* Given passage *
-- Begin --

1

I want to set 'unique_together' on my DB (postgres). The problem is that I may already have duplicates on DB, so migration would probably not work. So as I see it - before the deployment I need to run some script to remove all duplications (leave only one of each). I prefer doing it with Django Custom Command.

The table 'mapping' looks something like - Id, user_id, user_role, project_id, user_type. I want to set 'unique_together' for all of them. And the script I use to retrieve duplicated rows is-

duplicates = (Mapping.objects.values('project_id', 'user_id', 'user_type', 'user_role').annotate(
        count=Count('id')).values('project_id', 'user_id', 'user_type', 'user_role').order_by().
           filter(count__gt=1))

It returns list of objects that contains the duplicated attributes. for example:

QuerySet [{'user_id': '2222', 'user_type': '1', 'user_role': '1', 'project_id': UUID('c02bda0e-5488-4519-8f34-96b7f3d36fd6')}, {'user_id': '44444', 'user_type': '1', 'user_role': '1', 'project_id': UUID('8c088f57-ad0c-411b-bc2f-398972872324')}]>

Is there a way to retrieve the Ids directly? Is there a better way?

-- End --

* Written instruction A *
Reproduce the portion of the Django duplicates post starting with "filter(count__gt=1))" and going on through "a better way?".

* Excerpted records *
-- Begin --

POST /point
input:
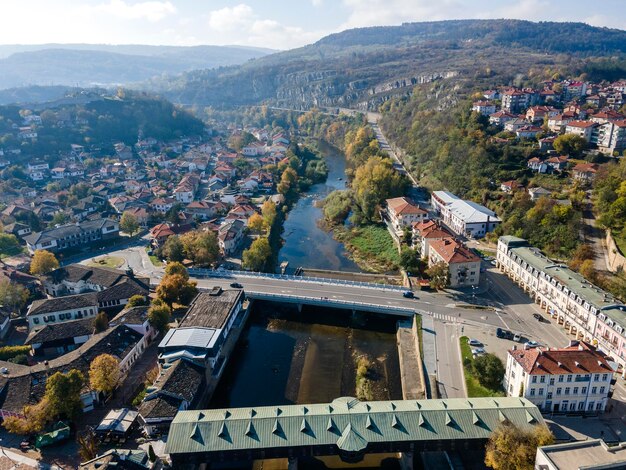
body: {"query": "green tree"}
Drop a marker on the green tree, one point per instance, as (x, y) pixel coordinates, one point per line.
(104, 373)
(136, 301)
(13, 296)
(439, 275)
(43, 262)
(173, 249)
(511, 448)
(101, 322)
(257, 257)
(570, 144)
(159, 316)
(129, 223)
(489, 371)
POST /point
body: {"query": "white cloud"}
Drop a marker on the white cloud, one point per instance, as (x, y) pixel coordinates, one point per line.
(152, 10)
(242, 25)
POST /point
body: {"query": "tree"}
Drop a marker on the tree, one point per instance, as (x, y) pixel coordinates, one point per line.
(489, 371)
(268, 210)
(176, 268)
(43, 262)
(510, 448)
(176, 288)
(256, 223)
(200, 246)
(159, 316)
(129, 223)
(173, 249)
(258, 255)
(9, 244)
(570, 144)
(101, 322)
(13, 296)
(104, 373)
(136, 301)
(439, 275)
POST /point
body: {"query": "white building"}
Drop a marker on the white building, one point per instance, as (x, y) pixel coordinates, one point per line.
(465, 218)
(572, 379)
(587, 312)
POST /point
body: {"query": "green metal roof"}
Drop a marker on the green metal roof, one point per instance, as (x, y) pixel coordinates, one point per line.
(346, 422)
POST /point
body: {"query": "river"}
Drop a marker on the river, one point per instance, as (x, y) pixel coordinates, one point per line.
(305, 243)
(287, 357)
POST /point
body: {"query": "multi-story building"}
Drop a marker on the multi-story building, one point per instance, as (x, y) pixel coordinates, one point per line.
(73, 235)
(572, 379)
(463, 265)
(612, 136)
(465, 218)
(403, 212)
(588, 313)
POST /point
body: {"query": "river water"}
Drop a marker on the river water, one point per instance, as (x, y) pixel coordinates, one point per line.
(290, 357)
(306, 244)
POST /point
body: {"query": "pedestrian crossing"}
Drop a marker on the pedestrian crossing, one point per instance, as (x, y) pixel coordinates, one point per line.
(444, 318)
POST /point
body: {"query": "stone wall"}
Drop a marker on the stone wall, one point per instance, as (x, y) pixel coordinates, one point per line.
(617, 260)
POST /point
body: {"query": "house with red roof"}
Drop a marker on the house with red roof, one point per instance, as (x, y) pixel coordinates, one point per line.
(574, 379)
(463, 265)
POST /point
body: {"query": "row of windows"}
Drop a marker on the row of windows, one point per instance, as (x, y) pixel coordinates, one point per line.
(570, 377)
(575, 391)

-- End --

* Written instruction B *
State the number of lines in the listing that contain the string "query". Reply with the number alone.

* Result A *
filter(count__gt=1))

It returns list of objects that contains the duplicated attributes. for example:

QuerySet [{'user_id': '2222', 'user_type': '1', 'user_role': '1', 'project_id': UUID('c02bda0e-5488-4519-8f34-96b7f3d36fd6')}, {'user_id': '44444', 'user_type': '1', 'user_role': '1', 'project_id': UUID('8c088f57-ad0c-411b-bc2f-398972872324')}]>

Is there a way to retrieve the Ids directly? Is there a better way?

* Result B *
12